## Prompt
All of the data is to be copied word for word.

[Referring expression pointing data]
◇ ◇ ◇ ◇ ◇

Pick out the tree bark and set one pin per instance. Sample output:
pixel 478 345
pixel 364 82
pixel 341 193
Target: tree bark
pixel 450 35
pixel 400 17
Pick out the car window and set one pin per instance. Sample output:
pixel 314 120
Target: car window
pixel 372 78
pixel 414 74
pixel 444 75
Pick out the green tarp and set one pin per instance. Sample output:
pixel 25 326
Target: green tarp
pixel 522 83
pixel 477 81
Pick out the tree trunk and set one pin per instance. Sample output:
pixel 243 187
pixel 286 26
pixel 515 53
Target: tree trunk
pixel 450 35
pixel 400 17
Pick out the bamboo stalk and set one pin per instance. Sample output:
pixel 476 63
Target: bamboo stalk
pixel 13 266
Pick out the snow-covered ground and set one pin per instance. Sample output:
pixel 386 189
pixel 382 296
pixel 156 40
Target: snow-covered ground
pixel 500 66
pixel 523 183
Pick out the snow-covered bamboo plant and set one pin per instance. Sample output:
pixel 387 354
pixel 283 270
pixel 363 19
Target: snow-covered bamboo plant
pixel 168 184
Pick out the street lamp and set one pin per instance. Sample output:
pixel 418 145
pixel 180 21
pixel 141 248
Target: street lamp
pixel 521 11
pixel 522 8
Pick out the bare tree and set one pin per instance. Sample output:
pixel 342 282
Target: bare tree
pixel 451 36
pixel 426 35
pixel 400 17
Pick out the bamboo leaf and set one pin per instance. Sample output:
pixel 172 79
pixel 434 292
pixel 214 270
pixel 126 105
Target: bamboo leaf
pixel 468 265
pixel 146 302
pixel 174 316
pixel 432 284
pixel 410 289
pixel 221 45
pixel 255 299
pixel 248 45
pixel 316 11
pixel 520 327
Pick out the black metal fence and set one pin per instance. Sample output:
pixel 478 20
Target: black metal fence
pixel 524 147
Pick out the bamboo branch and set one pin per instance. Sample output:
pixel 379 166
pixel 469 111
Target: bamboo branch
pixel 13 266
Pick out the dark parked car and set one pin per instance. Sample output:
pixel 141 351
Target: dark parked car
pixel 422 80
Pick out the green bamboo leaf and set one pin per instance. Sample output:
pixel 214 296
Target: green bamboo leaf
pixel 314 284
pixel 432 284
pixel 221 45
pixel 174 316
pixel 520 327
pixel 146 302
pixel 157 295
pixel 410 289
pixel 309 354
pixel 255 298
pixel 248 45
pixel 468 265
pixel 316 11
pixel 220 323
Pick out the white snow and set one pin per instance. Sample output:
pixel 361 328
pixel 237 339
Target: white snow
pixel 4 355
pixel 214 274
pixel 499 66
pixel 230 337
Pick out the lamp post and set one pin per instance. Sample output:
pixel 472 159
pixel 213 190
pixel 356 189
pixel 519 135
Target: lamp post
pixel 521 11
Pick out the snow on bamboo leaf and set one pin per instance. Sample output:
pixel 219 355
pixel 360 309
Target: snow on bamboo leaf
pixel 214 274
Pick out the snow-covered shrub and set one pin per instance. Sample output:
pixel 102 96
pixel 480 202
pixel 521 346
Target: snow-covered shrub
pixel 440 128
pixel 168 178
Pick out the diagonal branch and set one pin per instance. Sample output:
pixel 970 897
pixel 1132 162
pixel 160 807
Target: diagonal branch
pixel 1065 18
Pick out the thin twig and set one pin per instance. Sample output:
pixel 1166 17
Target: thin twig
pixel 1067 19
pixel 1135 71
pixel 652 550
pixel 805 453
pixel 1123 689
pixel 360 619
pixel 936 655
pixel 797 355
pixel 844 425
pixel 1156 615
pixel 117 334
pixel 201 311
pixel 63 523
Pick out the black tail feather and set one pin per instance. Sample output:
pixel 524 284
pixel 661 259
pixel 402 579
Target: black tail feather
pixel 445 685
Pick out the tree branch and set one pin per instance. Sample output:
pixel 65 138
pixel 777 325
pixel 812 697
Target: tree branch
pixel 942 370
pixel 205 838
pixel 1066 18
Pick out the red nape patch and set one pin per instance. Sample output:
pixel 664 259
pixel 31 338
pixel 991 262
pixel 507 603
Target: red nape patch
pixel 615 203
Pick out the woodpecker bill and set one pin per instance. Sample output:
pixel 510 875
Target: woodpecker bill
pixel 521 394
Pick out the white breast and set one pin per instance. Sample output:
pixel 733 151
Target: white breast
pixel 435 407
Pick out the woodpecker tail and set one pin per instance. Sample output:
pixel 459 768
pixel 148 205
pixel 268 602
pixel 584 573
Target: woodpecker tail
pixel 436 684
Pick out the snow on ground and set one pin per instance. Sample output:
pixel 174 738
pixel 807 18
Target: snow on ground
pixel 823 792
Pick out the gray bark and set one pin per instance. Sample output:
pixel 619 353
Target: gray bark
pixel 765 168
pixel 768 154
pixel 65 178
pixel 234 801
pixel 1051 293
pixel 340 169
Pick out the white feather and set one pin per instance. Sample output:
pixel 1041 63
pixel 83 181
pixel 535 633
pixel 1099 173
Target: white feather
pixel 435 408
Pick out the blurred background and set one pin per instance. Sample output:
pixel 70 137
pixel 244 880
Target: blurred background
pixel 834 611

◇ ◇ ◇ ◇ ◇

## Problem solution
Pick out the tree bark and set one pin per instance. Sample output:
pixel 478 345
pixel 364 82
pixel 341 193
Target: tree bark
pixel 450 35
pixel 400 17
Pick out the car window and set one pin per instance. Sample output:
pixel 314 120
Target: car window
pixel 372 78
pixel 414 74
pixel 444 75
Pick out the green tarp and set one pin per instance. Sample output:
pixel 25 326
Target: green tarp
pixel 522 83
pixel 477 81
Pick out the tree trunk and set one pin per instance. Sample output:
pixel 243 187
pixel 286 26
pixel 515 53
Target: tree trunk
pixel 450 35
pixel 400 17
Pick out the bamboo stalk and set one pin per instance. Sample output:
pixel 476 63
Target: bamboo stalk
pixel 13 266
Pick out the snow-covered ground and set one pin per instance. Sample output:
pixel 386 189
pixel 382 296
pixel 156 40
Target: snow-covered ground
pixel 500 66
pixel 523 183
Pick out the snow-covered bamboo plant and set one pin per instance. Sample output:
pixel 387 354
pixel 283 270
pixel 363 19
Target: snow-covered bamboo plant
pixel 168 184
Pick out the street lamp and set one pin per instance. Sample output:
pixel 418 145
pixel 180 21
pixel 141 248
Target: street lamp
pixel 521 11
pixel 522 8
Pick out the bare tree and set one pin per instance. Sample output:
pixel 342 282
Target: bare tree
pixel 451 36
pixel 426 35
pixel 400 17
Pick out the bamboo leaf and set one pin per instance. Sample output:
pixel 172 79
pixel 434 292
pixel 214 270
pixel 126 105
Target: bamboo leaf
pixel 468 265
pixel 146 302
pixel 174 316
pixel 432 284
pixel 410 289
pixel 221 45
pixel 255 299
pixel 248 45
pixel 316 11
pixel 520 327
Pick out the black metal fence and set one pin per instance. Sample output:
pixel 478 20
Target: black metal fence
pixel 524 147
Pick out the bamboo branch and set one pin per instance. Sample output:
pixel 379 166
pixel 469 111
Target: bamboo branch
pixel 13 266
Pick out the dark parked car and set one pin per instance. Sample output:
pixel 141 351
Target: dark parked car
pixel 422 80
Pick out the green bamboo leaf and set one pin per instance. Sample output:
pixel 214 296
Target: green bamboo leaf
pixel 314 284
pixel 432 284
pixel 221 45
pixel 174 316
pixel 520 327
pixel 146 302
pixel 157 295
pixel 410 289
pixel 309 354
pixel 255 298
pixel 248 45
pixel 468 265
pixel 316 11
pixel 220 323
Pick out the white snow and set one pin per instance. Sample output:
pixel 361 328
pixel 237 339
Target: white snow
pixel 4 355
pixel 214 274
pixel 499 66
pixel 230 337
Pick out the lamp post and set one pin per instance. Sample output:
pixel 472 159
pixel 213 190
pixel 356 189
pixel 519 135
Target: lamp post
pixel 521 11
Pick out the snow on bamboo leaf and set one pin per instance. Sample output:
pixel 219 355
pixel 360 309
Target: snow on bamboo leaf
pixel 214 274
Pick out the snow-covered shrub and set one pin per instance. Sample output:
pixel 102 96
pixel 480 202
pixel 521 346
Target: snow-covered shrub
pixel 440 128
pixel 168 178
Pick out the diagonal branch and set one pin per instance. Sample output:
pixel 970 897
pixel 1132 162
pixel 160 807
Target: diagonal branch
pixel 1065 18
Pick out the thin twig and set one pin per instance. Sample output:
pixel 1166 17
Target: thin twig
pixel 1067 19
pixel 1135 71
pixel 652 550
pixel 805 453
pixel 1123 689
pixel 360 619
pixel 936 655
pixel 797 355
pixel 844 425
pixel 1156 615
pixel 117 334
pixel 201 311
pixel 63 523
Pick out the black tail feather and set one pin per instance. Sample output:
pixel 524 284
pixel 661 259
pixel 402 579
Target: black tail feather
pixel 445 685
Pick out the tree branch and set one pin per instance. Sample output:
pixel 65 138
pixel 777 325
pixel 812 697
Target: tree branch
pixel 942 370
pixel 205 838
pixel 1066 18
Pick out the red nape patch and set one pin per instance. Sample output:
pixel 664 259
pixel 31 338
pixel 991 262
pixel 507 603
Target: red nape patch
pixel 615 203
Pick out the woodpecker bill and set one pin per instance. Sample output:
pixel 510 875
Target: woodpecker bill
pixel 521 394
Pick out the white breast and set one pin per instance. Sample output:
pixel 733 151
Target: white breast
pixel 435 407
Pick out the woodpecker tail and set one pin per instance. Sample output:
pixel 459 768
pixel 148 205
pixel 268 602
pixel 584 573
Target: woodpecker tail
pixel 436 684
Pick out the snow on ground and set one pin per instance. Sample output:
pixel 174 738
pixel 807 18
Target: snow on ground
pixel 823 792
Pick out the gray bark and set one pin per instance. Sample output:
pixel 619 353
Target: gray bark
pixel 765 168
pixel 768 154
pixel 65 178
pixel 234 801
pixel 1051 293
pixel 340 169
Pick out the white feather and set one pin per instance. Sample output:
pixel 1041 63
pixel 83 181
pixel 535 633
pixel 1099 173
Target: white feather
pixel 435 408
Pick out the blurred background and set one pin per instance. Sample output:
pixel 70 137
pixel 244 880
Target: blurred background
pixel 834 611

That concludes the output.